_EXERCISE REQUIREMENTS_. Print nothing except the lines of the listing below from the line with "the boat reflection." to the line with "Box the hill.", each exactly as written, both ends included.

_AVAILABLE RECORDS_.
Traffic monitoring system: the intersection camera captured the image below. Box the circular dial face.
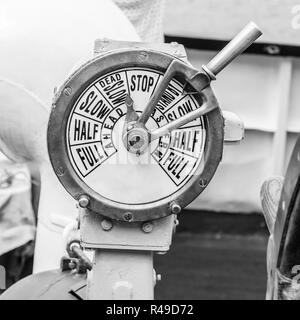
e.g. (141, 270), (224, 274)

...

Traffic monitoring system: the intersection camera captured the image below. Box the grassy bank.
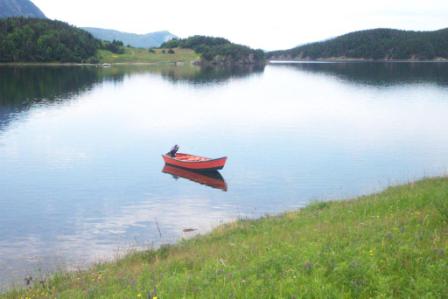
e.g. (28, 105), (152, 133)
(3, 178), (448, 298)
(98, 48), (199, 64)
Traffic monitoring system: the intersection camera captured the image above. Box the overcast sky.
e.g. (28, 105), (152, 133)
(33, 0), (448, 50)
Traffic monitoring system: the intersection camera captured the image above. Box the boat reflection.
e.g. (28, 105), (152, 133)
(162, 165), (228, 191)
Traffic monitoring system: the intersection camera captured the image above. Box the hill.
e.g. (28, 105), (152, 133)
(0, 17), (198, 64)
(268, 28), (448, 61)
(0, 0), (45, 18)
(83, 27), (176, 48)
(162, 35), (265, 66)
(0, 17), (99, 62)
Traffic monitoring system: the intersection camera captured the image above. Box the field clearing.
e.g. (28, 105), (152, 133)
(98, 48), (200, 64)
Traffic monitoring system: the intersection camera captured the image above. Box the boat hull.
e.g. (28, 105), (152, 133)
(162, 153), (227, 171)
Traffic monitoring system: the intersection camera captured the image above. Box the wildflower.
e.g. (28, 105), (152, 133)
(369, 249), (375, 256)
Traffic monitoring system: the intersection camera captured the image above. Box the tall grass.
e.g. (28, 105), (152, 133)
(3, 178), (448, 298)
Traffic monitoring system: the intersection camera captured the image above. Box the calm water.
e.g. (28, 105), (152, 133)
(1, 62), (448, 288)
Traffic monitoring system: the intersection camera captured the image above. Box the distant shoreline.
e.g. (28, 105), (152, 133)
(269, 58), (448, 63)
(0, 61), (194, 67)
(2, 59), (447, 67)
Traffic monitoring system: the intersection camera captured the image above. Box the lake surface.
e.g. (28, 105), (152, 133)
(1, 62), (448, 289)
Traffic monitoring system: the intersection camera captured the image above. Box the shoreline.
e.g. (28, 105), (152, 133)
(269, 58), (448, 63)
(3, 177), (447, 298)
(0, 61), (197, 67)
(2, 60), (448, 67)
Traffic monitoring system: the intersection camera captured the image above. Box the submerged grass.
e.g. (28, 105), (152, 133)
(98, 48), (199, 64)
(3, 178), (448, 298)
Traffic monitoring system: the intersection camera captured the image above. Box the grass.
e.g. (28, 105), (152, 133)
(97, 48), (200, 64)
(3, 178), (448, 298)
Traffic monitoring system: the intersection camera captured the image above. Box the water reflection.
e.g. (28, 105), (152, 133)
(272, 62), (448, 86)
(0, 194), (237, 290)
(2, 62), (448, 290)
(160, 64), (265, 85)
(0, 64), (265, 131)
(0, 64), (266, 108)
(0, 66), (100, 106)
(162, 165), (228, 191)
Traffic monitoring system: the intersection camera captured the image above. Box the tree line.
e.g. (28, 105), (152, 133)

_RESPONSE FOR THIS EXERCISE_.
Traffic monitoring system: the intersection camera captured the image above. Box the boat reflection.
e.g. (28, 105), (152, 133)
(162, 165), (228, 191)
Traffic monitoring system: the intersection camera captured the image above. Box the hill.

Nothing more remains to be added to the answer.